Noch immer sind viele deutsche Schulen an einer altmodischen Vermittlung von Lehrstoff orientiert. Das hat auch die so genannte PISA-Studie gezeigt, eine weltweite Untersuchung über die Leistungen der Schüler. Deutschland hatte bis auf wenige Schulen schlechte Ergebnisse. Die Vermittlung von Kenntnissen werden immer noch zu wenig an der Lebenswelt der Jugendlichen ausgerichtet. So existiert ein zu großer Bruch zwischen der Organisation des Schulunterrichts und der alltäglichen oder beruflichen Praxis.
Doch mehr und mehr bemühen sich Schulen, den Unterricht so durchzuführen, dass die Schüler Bezüge zu aktuellen Nachrichten aus Zeitungen und Rundfunk haben. Auf dem Stundenplan der Realschule in Düsseldorf-Benrath steht heute zum Beispiel ganz aktuell der Ölpreis.
Die Unterrichtseinheit beschäftigt sich damit, wer Öl verbraucht, welche Ursachen es für den hohen Ölpreis gibt und welche Gefahren mit einem hohen Preis verbunden sind. Diese aktuellen Bezüge sind für viele Schüler interessant, aber nicht immer einfach zu verstehen. Häufig wird das Fach Wirtschaft als Möglichkeit gesehen - gerade weil es keinen zentralen Stellenwert im Lehrplan hat -, mit wenig Einsatz eine gute Note zu bekommen. Das ist aber ein Trugschluss, wie sich in den Klassenarbeiten zeigt. Die Realschullehrerin Martina Bremer zu den Problemen der Schüler beim Erlernen ökonomischer Grundlagen:
Die haben zu knacken an dem Transfer. Was sie lernen können, das ist ganz klar: man kann Definitionen lernen, das macht keinen Spaß, das gehört aber zur Schule dazu, und wir können die Definition des Bruttoinlandsproduktes lernen, Arbeitslosenquote, wie die sich zusammensetzt, ... das ist kein Thema, das kann man abfragen, das machen sie auch ganz gerne, weil der Lernerfolg, der wird dann auch belohnt....Das Problem, das man als Lehrer hat oder auch als Erwachsener, denke ich, den Bezug zur Realität zu schaffen, also den Übergang, das Gelernte auch anzuwenden. Das ist nicht ganz einfach.

> **Arbeitsanweisung**
Schreiben Sie aus dem Text über den Wirtschaftsunterricht den Abschnitt wortgetreu ab, der bei „Noch immer sind“ beginnt und bei „oder beruflichen Praxis.“ endet.

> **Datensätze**

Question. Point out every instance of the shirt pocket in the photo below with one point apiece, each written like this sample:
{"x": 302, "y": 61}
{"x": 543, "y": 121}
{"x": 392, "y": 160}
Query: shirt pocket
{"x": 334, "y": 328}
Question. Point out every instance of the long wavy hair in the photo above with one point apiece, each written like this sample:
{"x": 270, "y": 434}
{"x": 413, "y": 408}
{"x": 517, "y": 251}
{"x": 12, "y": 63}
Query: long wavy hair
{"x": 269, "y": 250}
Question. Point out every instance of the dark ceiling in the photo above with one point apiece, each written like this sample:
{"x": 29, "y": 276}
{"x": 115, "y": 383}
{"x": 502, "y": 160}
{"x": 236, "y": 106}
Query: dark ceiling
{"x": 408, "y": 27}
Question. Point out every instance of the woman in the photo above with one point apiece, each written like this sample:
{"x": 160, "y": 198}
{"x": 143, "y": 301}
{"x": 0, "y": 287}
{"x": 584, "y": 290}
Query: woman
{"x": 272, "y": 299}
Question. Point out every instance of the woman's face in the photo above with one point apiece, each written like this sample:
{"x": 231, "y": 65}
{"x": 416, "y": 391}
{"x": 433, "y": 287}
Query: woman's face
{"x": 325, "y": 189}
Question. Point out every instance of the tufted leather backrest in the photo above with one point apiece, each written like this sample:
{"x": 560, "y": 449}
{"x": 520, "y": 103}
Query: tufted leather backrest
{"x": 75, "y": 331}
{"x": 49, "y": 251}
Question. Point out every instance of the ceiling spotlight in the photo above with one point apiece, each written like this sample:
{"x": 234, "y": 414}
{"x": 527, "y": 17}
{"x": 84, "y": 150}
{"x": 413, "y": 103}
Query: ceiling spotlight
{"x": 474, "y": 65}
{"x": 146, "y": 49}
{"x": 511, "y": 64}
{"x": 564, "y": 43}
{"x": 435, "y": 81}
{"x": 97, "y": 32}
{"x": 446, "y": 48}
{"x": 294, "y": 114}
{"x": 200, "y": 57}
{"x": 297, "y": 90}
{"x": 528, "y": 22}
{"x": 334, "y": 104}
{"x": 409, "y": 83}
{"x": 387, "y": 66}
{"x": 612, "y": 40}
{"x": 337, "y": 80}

--

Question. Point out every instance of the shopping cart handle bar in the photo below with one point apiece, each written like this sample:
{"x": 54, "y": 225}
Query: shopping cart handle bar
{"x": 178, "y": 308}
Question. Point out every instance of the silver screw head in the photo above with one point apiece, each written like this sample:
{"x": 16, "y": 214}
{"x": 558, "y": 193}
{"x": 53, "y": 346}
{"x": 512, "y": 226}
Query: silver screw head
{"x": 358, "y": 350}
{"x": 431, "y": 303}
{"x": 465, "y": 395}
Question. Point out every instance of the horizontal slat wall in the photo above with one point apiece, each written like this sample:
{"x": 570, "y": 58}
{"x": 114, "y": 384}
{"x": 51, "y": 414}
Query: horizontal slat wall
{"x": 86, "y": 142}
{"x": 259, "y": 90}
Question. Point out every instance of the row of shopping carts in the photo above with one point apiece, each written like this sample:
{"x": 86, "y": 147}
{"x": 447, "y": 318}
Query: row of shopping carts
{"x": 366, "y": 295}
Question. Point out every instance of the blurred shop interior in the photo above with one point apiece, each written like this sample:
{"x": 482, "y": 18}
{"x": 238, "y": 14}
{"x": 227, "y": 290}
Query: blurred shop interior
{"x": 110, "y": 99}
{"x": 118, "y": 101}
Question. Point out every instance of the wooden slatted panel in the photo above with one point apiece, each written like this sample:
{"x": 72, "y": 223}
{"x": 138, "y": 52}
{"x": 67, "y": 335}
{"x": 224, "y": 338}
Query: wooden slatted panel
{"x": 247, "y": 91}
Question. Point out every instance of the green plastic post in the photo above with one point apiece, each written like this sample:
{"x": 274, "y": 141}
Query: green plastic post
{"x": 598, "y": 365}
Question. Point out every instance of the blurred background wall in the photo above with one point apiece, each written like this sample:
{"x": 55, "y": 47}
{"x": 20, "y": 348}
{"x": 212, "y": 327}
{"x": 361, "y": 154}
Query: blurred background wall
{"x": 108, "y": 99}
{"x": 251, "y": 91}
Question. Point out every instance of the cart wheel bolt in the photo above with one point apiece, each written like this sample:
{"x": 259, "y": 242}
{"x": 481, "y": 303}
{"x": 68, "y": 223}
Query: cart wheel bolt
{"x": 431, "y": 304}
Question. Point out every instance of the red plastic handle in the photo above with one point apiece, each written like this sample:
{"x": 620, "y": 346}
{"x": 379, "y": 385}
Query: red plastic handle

> **Antwort zur Aufgabe**
Noch immer sind viele deutsche Schulen an einer altmodischen Vermittlung von Lehrstoff orientiert. Das hat auch die so genannte PISA-Studie gezeigt, eine weltweite Untersuchung über die Leistungen der Schüler. Deutschland hatte bis auf wenige Schulen schlechte Ergebnisse. Die Vermittlung von Kenntnissen werden immer noch zu wenig an der Lebenswelt der Jugendlichen ausgerichtet. So existiert ein zu großer Bruch zwischen der Organisation des Schulunterrichts und der alltäglichen oder beruflichen Praxis.